#### EXCERPTED TEXT
****************
There’s another revealing aspect to “leave and cleave,” which comes out in the letter to the Ephesians.
It quotes Genesis 2:24 and then says, “This is a great mystery, and I am applying it to Messiah and the kehila. Each of you, however, should love his wife as himself, and a wife should respect her husband” (Eph. 5:32–33). Like Genesis 2:24, this brief passage has been a puzzlement to me for years. It applies “the two shall become one flesh” to Messiah and his body, but the whole chapter is talking about husband-wife relations, which seems to be a more direct application of the one-flesh terminology. Most of Ephesians 5:21-33 refers to the relationship between Messiah and the kehila to illustrate the proper relationship between husband and wife. But here, toward the end of the chapter, it seems like the opposite: the husband-wife relationship illustrates the relationship between Messiah and his kehila. To turn this verse around to match the rest of the chapter, I’d expect it to read, “This mystery is profound, and I am applying it to a man and his wife. Each of you, therefore, should love his wife as himself, and a wife should respect her husband.”
I’m sure you’ll all agree that my version of Ephesians 5 is an improvement on the original. But it misses a profound point. The one-flesh union of man and woman in the beginning is a hint of a more intimate and foundational union that came later—that of Messiah and his people. More specifically, the “mystery” of a man leaving father and mother to cleave to his wife is made fully known in Messiah Yeshua leaving his father to cleave to his people. When we see what Messiah did to accomplish this union with us, the community of his followers, and how he now nourishes and cherishes us as his own body, it shows us how marriage between man and woman was really meant to be all along. So Ephesians explores the mystery introduced in Genesis 2:24 as it applies to Messiah and his people, and then opens up that mystery to show how husband and wife are to live together in Messiah.
****************
#### MATERIAL SHOWN
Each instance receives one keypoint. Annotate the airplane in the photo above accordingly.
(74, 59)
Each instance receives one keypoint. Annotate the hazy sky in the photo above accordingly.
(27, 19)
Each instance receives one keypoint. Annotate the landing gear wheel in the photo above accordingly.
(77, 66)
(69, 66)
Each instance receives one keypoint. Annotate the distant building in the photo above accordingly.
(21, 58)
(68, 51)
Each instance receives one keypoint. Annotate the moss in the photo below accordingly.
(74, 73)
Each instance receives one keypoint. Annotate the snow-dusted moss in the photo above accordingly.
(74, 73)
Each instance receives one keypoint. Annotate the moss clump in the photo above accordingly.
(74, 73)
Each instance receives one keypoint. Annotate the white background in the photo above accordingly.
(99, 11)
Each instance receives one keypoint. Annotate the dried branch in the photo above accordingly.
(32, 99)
****************
#### WORK ORDER
Please reproduce the entire Ephesians 5 commentary above word for word.

#### RESULT
There’s another revealing aspect to “leave and cleave,” which comes out in the letter to the Ephesians.
It quotes Genesis 2:24 and then says, “This is a great mystery, and I am applying it to Messiah and the kehila. Each of you, however, should love his wife as himself, and a wife should respect her husband” (Eph. 5:32–33). Like Genesis 2:24, this brief passage has been a puzzlement to me for years. It applies “the two shall become one flesh” to Messiah and his body, but the whole chapter is talking about husband-wife relations, which seems to be a more direct application of the one-flesh terminology. Most of Ephesians 5:21-33 refers to the relationship between Messiah and the kehila to illustrate the proper relationship between husband and wife. But here, toward the end of the chapter, it seems like the opposite: the husband-wife relationship illustrates the relationship between Messiah and his kehila. To turn this verse around to match the rest of the chapter, I’d expect it to read, “This mystery is profound, and I am applying it to a man and his wife. Each of you, therefore, should love his wife as himself, and a wife should respect her husband.”
I’m sure you’ll all agree that my version of Ephesians 5 is an improvement on the original. But it misses a profound point. The one-flesh union of man and woman in the beginning is a hint of a more intimate and foundational union that came later—that of Messiah and his people. More specifically, the “mystery” of a man leaving father and mother to cleave to his wife is made fully known in Messiah Yeshua leaving his father to cleave to his people. When we see what Messiah did to accomplish this union with us, the community of his followers, and how he now nourishes and cherishes us as his own body, it shows us how marriage between man and woman was really meant to be all along. So Ephesians explores the mystery introduced in Genesis 2:24 as it applies to Messiah and his people, and then opens up that mystery to show how husband and wife are to live together in Messiah.